--- Set task a ---
Count the lines in the records below that contain the string "chair", treating case as significant, and reply with the number alone.

JMW It seems to me that if we review the history of ‘brethren,’ we find that an imbalance between the truth of the gospel and the truth of the assembly often crops up, and divisions and problems have arisen. But do you not think these Scriptures we are referring to today show how those things are in perfect harmony with each other, and we have been greatly helped to hold them in that way, and not to stress one against the other, but rather seek to work them both out?
KH I think so. Some years ago a brother said to me that he thought the early ‘brethren’ had emphasised three important things. One was the gospel, and clarity about the gospel that was lacking. I have been in touch with some people from a Methodist background in recent times, who appeared unclear about their certainty of salvation. It is impossible to be saved today and lost tomorrow. The early ‘brethren’ had a very clear view of the certainty connected with the gospel. And they also, as you rightly say, held the truth about Christ our Head in heaven and the one body here on earth – that one body consisting of Jew and Gentile brought together, one body in Christ. They also had developed a clear view as to what belongs to Israel, and what belongs to the Church – you might say, the truth of prophecy. And I think there has at times been an imbalance among believers regarding these things. And we do need to hold them together. But we do want to hold them. We want to make sure the gospel is being spread, the wonderful news of the unsearchable riches of the Christ, but remember too what God has formed in bringing Jew and Gentile together – for our enjoyment, for our blessing, for our happiness, but also, as our brother says, to be a vessel for the praise of God; and have some understanding about the place the Church has in relation to God’s ordering of things in the history of time.
JMW So it says in chapter 4 of Ephesians, “holding the truth in love, we may grow up to Him in all things, Who is the Head, the Christ” (v15).
KH Yes. You are thinking about “all things” – not just in some things, but in all things. Well, whether it be gospel truth, Church truth or prophetic truth – let us grow up to Christ in all things.
CPB Is it important to see that the object of preaching the gospel is to bring persons into the assembly?

--- Set task b ---
From the discussion above on gospel and assembly truth, copy the stretch from "JMW So it says" through "into the assembly?" word for word.

--- Excerpts from point annotation data ---
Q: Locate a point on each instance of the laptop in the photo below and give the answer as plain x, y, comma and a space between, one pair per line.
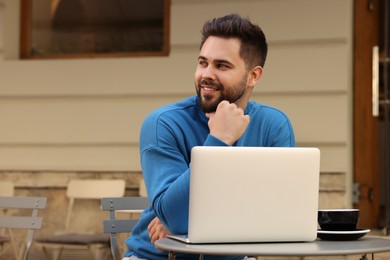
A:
252, 194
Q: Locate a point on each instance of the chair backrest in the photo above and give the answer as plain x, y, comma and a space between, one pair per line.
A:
92, 189
23, 222
113, 225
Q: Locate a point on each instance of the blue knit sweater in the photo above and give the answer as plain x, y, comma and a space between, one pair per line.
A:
167, 137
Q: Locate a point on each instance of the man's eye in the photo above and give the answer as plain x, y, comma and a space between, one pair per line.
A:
222, 66
202, 63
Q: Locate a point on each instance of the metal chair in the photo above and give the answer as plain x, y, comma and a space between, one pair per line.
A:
81, 190
6, 189
23, 222
113, 226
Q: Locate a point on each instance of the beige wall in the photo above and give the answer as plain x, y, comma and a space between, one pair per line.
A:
85, 114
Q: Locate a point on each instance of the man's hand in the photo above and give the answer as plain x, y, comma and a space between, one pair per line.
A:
228, 123
157, 230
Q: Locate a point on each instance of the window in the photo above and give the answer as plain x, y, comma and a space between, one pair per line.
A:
94, 28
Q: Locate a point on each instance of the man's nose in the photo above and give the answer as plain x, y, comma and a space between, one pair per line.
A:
209, 72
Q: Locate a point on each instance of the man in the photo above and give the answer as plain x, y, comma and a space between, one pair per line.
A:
231, 60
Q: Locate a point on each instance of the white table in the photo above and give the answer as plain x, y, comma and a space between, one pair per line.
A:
363, 246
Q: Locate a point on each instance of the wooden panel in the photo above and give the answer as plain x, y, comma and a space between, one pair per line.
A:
321, 118
289, 68
1, 28
334, 157
297, 20
70, 158
173, 75
74, 120
116, 120
306, 67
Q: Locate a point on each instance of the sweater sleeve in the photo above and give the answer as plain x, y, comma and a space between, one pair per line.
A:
165, 162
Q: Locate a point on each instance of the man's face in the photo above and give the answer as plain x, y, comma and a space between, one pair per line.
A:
221, 73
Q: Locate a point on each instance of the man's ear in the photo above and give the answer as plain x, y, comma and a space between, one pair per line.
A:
254, 75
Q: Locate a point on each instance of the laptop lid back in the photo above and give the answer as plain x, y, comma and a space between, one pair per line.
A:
253, 194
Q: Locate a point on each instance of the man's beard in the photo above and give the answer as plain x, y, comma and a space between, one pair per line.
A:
235, 93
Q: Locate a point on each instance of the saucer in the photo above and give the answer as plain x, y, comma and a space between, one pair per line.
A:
341, 235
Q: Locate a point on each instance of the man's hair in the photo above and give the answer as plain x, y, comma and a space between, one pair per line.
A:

--- Full answer a ---
2

--- Full answer b ---
JMW So it says in chapter 4 of Ephesians, “holding the truth in love, we may grow up to Him in all things, Who is the Head, the Christ” (v15).
KH Yes. You are thinking about “all things” – not just in some things, but in all things. Well, whether it be gospel truth, Church truth or prophetic truth – let us grow up to Christ in all things.
CPB Is it important to see that the object of preaching the gospel is to bring persons into the assembly?